Segment Start: DATA EXCERPTS

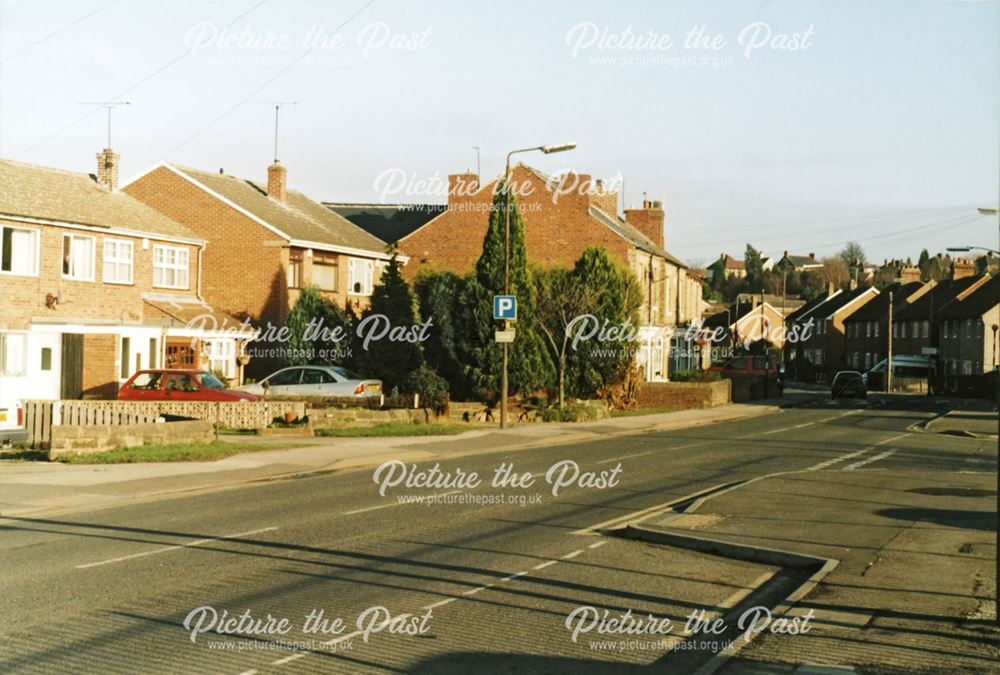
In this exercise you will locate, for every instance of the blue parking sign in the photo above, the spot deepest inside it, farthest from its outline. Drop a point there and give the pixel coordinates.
(505, 307)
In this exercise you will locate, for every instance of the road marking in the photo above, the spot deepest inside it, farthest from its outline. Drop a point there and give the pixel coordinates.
(442, 603)
(615, 459)
(842, 458)
(197, 542)
(397, 503)
(874, 458)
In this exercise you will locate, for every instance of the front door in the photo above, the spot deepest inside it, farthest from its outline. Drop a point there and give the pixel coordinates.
(71, 371)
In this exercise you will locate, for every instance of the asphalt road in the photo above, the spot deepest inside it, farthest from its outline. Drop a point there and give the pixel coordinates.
(110, 590)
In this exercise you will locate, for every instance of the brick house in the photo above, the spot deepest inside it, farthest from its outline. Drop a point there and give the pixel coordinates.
(267, 242)
(562, 217)
(968, 330)
(866, 340)
(97, 285)
(824, 346)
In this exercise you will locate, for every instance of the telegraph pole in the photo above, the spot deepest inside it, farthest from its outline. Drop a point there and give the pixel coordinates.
(888, 361)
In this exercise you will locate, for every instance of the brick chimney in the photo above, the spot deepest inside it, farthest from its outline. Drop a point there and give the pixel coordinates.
(277, 181)
(107, 168)
(648, 220)
(909, 274)
(461, 186)
(961, 269)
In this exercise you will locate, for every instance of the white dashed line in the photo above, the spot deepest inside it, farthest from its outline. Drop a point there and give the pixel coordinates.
(198, 542)
(442, 603)
(396, 503)
(544, 565)
(874, 458)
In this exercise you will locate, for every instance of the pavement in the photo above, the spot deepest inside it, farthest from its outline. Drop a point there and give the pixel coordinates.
(909, 517)
(37, 487)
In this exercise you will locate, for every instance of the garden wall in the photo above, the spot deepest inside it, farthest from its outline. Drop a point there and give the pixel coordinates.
(684, 395)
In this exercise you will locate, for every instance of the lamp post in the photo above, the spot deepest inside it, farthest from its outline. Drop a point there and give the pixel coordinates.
(548, 150)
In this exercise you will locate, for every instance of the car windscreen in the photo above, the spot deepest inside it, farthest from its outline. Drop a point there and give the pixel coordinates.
(210, 381)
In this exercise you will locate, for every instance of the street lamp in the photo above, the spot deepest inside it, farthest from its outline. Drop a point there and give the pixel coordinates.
(548, 150)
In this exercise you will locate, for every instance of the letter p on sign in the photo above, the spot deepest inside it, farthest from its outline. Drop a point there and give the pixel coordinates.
(504, 307)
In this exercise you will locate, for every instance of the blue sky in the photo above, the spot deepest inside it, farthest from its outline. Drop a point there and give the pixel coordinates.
(881, 127)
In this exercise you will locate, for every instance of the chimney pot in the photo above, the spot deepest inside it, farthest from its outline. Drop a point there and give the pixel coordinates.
(277, 178)
(107, 168)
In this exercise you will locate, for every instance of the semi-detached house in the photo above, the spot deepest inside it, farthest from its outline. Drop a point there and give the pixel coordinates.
(96, 285)
(562, 217)
(265, 244)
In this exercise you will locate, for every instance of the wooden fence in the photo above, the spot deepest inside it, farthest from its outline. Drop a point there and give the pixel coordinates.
(40, 416)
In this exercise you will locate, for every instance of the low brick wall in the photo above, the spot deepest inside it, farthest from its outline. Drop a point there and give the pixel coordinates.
(331, 418)
(89, 439)
(684, 395)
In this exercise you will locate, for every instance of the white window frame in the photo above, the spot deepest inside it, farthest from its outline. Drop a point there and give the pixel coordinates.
(72, 275)
(36, 233)
(163, 266)
(352, 266)
(116, 260)
(21, 369)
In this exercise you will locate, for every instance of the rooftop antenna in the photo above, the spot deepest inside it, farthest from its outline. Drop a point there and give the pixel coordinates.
(277, 109)
(109, 106)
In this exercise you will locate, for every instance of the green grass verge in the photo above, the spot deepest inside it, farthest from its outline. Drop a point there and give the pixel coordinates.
(398, 429)
(175, 452)
(641, 411)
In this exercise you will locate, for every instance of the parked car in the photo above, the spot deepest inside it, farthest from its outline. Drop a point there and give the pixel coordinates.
(848, 384)
(179, 385)
(749, 364)
(315, 381)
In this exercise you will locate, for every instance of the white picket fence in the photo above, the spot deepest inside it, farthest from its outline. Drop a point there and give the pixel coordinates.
(40, 416)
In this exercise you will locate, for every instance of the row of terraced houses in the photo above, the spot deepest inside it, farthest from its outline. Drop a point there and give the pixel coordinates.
(178, 266)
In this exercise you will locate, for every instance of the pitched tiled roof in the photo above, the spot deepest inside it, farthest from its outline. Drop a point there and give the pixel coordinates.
(976, 303)
(633, 236)
(45, 193)
(878, 308)
(937, 299)
(388, 222)
(298, 217)
(839, 301)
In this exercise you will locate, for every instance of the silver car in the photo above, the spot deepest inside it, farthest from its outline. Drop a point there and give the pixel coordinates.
(315, 381)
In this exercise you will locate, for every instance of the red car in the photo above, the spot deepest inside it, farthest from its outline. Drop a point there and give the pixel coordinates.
(179, 385)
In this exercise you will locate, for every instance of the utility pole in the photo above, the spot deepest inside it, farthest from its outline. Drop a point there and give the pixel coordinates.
(888, 361)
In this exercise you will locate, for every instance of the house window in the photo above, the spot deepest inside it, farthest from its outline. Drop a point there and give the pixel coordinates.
(295, 274)
(117, 261)
(18, 251)
(78, 257)
(222, 357)
(13, 348)
(123, 369)
(360, 273)
(170, 267)
(325, 277)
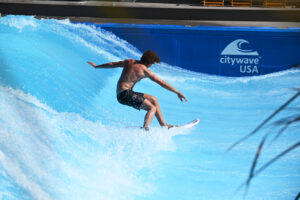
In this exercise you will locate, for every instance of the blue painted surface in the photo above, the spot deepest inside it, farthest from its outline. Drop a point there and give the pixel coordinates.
(62, 134)
(199, 48)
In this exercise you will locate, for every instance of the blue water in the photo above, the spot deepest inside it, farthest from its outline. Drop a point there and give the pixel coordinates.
(62, 130)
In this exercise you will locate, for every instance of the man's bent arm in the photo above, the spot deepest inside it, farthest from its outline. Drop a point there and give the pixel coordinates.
(109, 65)
(164, 84)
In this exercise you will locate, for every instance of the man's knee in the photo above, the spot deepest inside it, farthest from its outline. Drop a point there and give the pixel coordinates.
(154, 100)
(152, 108)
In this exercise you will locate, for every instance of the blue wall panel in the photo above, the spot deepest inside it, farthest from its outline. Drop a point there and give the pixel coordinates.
(227, 51)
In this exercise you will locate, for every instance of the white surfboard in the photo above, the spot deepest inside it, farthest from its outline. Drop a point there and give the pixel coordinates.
(187, 125)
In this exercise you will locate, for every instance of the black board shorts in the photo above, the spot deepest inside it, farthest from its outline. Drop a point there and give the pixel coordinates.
(131, 98)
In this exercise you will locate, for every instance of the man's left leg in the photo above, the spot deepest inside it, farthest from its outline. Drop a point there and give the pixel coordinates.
(158, 113)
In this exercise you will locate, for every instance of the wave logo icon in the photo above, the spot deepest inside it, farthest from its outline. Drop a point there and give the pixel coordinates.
(239, 48)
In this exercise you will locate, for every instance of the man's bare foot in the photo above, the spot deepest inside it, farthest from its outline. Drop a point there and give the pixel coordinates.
(145, 128)
(171, 126)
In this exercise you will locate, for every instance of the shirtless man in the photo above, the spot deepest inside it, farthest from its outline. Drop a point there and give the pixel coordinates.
(133, 72)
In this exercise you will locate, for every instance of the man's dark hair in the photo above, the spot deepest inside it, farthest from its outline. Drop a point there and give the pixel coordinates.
(150, 57)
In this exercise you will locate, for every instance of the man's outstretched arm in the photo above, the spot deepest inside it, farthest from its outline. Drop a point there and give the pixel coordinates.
(164, 84)
(109, 65)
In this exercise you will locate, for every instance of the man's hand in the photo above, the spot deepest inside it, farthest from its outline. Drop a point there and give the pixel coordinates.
(181, 97)
(93, 64)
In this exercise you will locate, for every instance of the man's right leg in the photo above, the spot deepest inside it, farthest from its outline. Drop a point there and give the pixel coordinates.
(151, 111)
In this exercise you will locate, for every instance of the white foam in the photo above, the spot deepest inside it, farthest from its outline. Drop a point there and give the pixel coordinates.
(54, 155)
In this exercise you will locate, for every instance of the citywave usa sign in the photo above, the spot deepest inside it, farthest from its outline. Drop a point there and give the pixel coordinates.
(239, 54)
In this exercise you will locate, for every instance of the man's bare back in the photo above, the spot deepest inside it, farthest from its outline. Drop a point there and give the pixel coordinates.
(133, 72)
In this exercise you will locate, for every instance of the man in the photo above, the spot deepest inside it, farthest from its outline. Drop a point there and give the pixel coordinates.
(133, 72)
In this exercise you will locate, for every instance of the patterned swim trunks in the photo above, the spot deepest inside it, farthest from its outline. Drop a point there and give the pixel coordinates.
(131, 98)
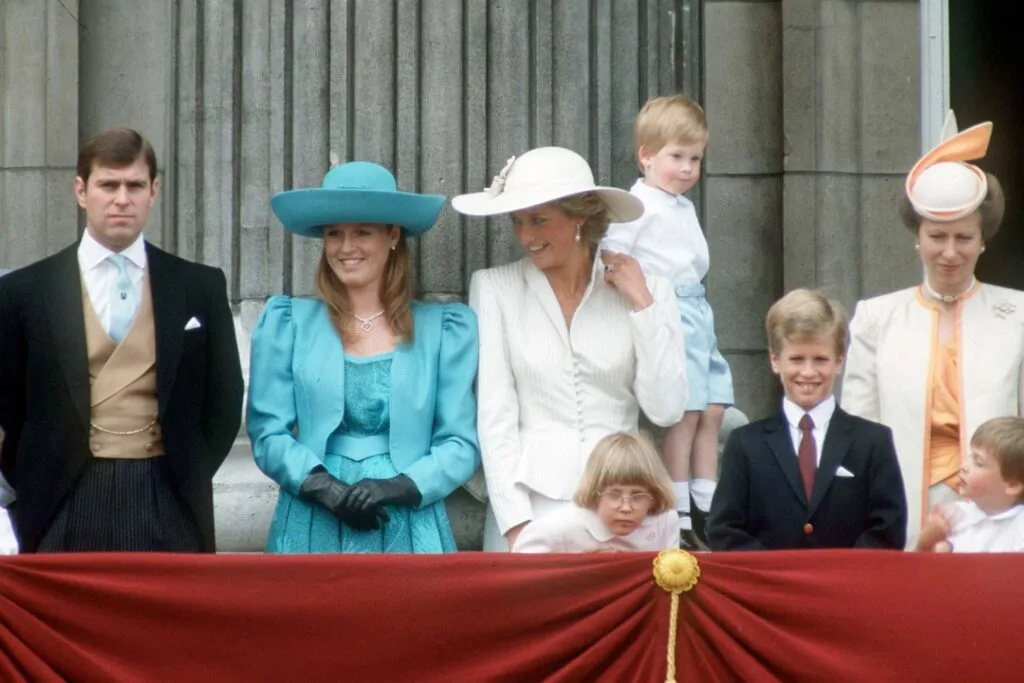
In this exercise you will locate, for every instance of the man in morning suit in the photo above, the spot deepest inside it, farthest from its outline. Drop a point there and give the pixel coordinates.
(120, 382)
(813, 475)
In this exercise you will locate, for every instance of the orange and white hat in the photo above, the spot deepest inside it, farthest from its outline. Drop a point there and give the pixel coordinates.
(942, 186)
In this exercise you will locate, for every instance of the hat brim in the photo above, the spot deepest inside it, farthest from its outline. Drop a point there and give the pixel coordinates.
(623, 206)
(306, 211)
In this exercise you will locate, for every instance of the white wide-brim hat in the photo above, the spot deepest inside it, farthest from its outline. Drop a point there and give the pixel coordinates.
(542, 176)
(942, 186)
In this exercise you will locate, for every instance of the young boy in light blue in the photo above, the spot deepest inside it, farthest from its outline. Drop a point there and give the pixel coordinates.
(670, 135)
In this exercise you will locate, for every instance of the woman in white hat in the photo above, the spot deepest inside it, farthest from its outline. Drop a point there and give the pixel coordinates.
(360, 401)
(572, 344)
(935, 360)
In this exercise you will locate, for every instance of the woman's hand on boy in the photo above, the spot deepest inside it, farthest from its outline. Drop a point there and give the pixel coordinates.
(937, 528)
(623, 272)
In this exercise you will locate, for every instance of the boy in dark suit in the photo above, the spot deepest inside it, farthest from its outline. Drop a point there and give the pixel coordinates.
(811, 475)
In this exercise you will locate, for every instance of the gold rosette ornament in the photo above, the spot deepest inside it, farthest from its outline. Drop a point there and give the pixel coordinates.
(675, 571)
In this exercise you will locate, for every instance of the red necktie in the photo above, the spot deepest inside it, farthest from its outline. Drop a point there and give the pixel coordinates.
(807, 454)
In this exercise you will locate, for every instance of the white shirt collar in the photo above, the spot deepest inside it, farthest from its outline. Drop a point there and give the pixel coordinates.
(820, 414)
(91, 253)
(641, 188)
(976, 514)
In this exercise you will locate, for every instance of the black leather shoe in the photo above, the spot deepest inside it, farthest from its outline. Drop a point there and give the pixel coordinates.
(699, 519)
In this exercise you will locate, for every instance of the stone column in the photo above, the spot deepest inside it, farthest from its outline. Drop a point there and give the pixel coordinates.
(742, 186)
(851, 105)
(39, 68)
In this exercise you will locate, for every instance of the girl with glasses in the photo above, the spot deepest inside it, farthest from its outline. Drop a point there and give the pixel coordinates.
(625, 503)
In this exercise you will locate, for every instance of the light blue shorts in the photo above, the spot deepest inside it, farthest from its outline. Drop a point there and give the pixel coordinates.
(707, 371)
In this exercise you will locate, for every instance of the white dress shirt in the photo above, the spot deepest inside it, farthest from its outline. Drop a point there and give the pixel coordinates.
(974, 531)
(99, 273)
(667, 240)
(820, 415)
(547, 393)
(576, 529)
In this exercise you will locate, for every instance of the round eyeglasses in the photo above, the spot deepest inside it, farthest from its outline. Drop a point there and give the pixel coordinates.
(634, 500)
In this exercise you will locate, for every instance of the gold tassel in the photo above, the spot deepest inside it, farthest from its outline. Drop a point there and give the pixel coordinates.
(675, 571)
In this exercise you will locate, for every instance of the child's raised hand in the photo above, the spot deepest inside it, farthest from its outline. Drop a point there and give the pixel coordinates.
(623, 272)
(937, 528)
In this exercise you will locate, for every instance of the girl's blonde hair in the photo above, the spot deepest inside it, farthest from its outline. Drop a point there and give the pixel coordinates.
(626, 459)
(396, 293)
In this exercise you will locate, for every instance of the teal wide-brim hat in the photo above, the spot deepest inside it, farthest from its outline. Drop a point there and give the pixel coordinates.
(355, 193)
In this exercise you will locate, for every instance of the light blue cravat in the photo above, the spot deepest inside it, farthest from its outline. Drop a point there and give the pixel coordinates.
(123, 300)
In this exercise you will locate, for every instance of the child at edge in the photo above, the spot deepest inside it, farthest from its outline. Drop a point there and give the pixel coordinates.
(811, 475)
(990, 518)
(624, 503)
(670, 135)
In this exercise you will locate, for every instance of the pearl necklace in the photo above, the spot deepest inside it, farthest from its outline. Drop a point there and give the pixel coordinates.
(946, 298)
(367, 324)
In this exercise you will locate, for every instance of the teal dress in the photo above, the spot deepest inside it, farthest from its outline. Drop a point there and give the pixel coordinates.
(411, 412)
(357, 450)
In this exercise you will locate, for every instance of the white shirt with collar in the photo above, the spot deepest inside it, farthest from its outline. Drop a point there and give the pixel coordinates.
(576, 529)
(667, 240)
(820, 414)
(975, 531)
(99, 273)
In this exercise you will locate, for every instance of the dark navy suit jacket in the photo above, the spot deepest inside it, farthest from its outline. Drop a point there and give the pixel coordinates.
(760, 502)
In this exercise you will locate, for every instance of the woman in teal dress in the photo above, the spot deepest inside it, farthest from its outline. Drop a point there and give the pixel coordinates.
(360, 401)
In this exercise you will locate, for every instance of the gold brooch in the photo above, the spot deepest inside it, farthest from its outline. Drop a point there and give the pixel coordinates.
(1004, 308)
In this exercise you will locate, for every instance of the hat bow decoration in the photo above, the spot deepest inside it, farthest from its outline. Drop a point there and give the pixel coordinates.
(942, 186)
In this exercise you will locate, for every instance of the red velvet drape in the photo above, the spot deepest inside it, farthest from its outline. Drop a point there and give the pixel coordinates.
(845, 615)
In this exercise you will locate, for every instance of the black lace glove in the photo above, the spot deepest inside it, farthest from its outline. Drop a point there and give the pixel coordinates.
(335, 496)
(368, 494)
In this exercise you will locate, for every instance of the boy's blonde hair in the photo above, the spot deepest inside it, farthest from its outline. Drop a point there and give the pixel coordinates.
(626, 459)
(669, 119)
(1003, 438)
(804, 315)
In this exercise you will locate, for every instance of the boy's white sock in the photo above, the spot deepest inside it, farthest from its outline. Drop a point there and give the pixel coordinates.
(682, 491)
(704, 491)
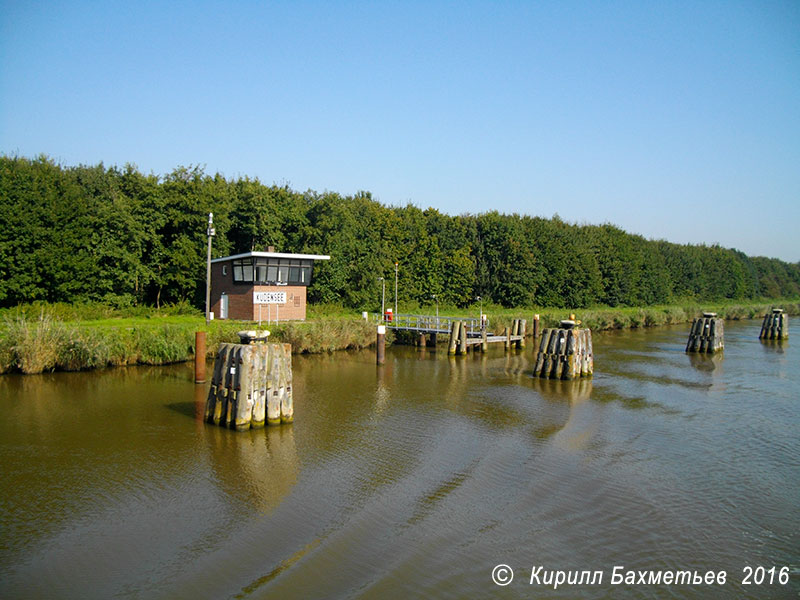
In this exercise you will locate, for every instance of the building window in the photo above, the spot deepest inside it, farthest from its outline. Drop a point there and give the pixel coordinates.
(271, 271)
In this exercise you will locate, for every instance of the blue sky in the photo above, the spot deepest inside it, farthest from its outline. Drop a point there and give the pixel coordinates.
(674, 120)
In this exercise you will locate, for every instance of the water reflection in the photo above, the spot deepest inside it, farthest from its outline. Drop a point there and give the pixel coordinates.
(707, 363)
(774, 346)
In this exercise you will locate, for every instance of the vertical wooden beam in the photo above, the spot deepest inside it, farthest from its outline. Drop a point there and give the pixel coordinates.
(381, 345)
(200, 357)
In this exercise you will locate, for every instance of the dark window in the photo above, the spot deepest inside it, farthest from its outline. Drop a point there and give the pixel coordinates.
(243, 270)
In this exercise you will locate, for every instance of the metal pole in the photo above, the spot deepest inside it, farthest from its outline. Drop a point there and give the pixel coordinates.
(383, 297)
(210, 233)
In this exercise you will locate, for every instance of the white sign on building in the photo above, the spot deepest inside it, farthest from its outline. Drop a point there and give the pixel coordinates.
(269, 298)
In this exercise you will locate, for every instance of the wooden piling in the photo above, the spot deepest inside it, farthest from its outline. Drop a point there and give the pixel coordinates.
(564, 353)
(454, 329)
(200, 357)
(251, 385)
(287, 403)
(775, 326)
(706, 335)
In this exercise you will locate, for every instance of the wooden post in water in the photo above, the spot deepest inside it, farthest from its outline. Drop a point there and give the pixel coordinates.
(381, 345)
(287, 405)
(564, 353)
(706, 334)
(454, 328)
(251, 384)
(200, 357)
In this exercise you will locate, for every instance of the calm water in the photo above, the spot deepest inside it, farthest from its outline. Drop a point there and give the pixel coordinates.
(413, 480)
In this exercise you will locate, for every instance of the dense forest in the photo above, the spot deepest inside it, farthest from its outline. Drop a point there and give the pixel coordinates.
(92, 233)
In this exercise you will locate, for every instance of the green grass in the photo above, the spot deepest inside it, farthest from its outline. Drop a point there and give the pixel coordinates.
(42, 337)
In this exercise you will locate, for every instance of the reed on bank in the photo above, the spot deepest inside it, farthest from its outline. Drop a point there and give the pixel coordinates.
(40, 338)
(45, 343)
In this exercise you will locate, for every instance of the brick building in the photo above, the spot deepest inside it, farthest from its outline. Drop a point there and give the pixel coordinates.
(257, 286)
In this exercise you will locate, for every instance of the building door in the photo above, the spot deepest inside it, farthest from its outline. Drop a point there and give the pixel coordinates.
(223, 306)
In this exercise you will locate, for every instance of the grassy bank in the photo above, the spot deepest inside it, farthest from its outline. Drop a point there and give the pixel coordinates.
(45, 337)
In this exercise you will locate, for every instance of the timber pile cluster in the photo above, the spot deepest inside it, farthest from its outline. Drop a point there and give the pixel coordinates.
(565, 353)
(775, 326)
(706, 334)
(251, 386)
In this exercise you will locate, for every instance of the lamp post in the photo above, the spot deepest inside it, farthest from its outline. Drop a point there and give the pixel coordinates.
(395, 288)
(383, 298)
(210, 232)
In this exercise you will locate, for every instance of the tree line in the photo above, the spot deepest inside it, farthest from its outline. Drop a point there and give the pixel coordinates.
(96, 233)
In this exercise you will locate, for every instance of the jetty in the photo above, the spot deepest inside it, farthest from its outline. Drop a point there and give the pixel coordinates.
(464, 333)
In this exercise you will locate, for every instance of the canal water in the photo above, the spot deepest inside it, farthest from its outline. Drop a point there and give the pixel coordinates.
(413, 480)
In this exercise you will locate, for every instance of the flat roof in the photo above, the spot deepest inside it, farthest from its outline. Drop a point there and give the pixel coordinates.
(274, 255)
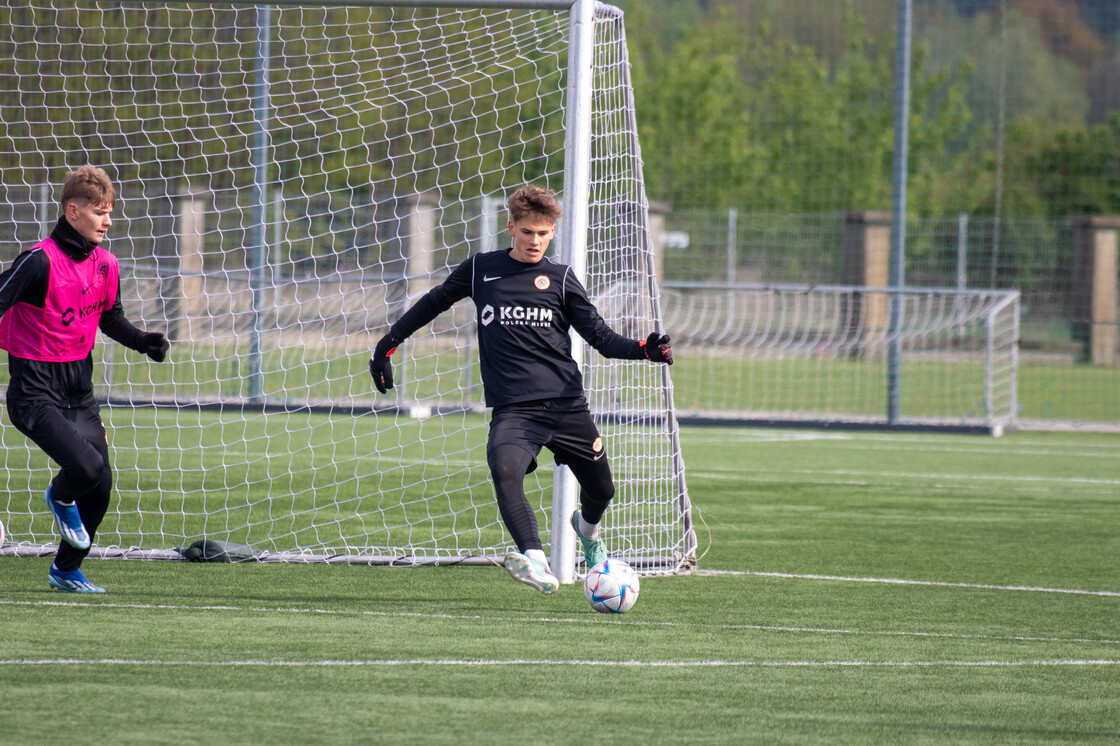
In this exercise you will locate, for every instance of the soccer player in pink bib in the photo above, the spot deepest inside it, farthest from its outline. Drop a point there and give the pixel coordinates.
(53, 299)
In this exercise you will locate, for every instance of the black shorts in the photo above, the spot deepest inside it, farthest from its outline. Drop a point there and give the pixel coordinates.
(563, 426)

Segment End: DATA EXCERPTS

=== TASK INSTRUCTIONS ===
Return only the lines from the one that contains "of the jetty" through the closing line of the data, inclusive, reproduced exactly and with every picture left out.

=== ANSWER SPACE ===
In this exercise you will locate, for every instance of the jetty in the photo above, the spot deepest inside it, farthest from its outline. Drop a point there and give the pixel coordinates.
(464, 333)
In this exercise you will locate, for every instance of the canal water in the photo above, the spot deepest inside it, farthest from its outline. Drop a point there and give the pixel coordinates.
(413, 480)
In this exercise you will locate, for every instance of the flat roof in the photo above, the spot deepest inside it, farthest from its outline. Drop a point there and give the pixel coordinates.
(274, 255)
In this exercise you will locate, for every instance of the soccer player in pink bib in the photo above, the spot deepest inside it, farthest from its outline. Drop a point there and give the pixel coordinates.
(53, 299)
In this exercise you will locate, for every instance of the black shorts in the photo above, the spot deepest inside it, farthest from its outline. Drop a point there and give the pixel coordinates.
(563, 426)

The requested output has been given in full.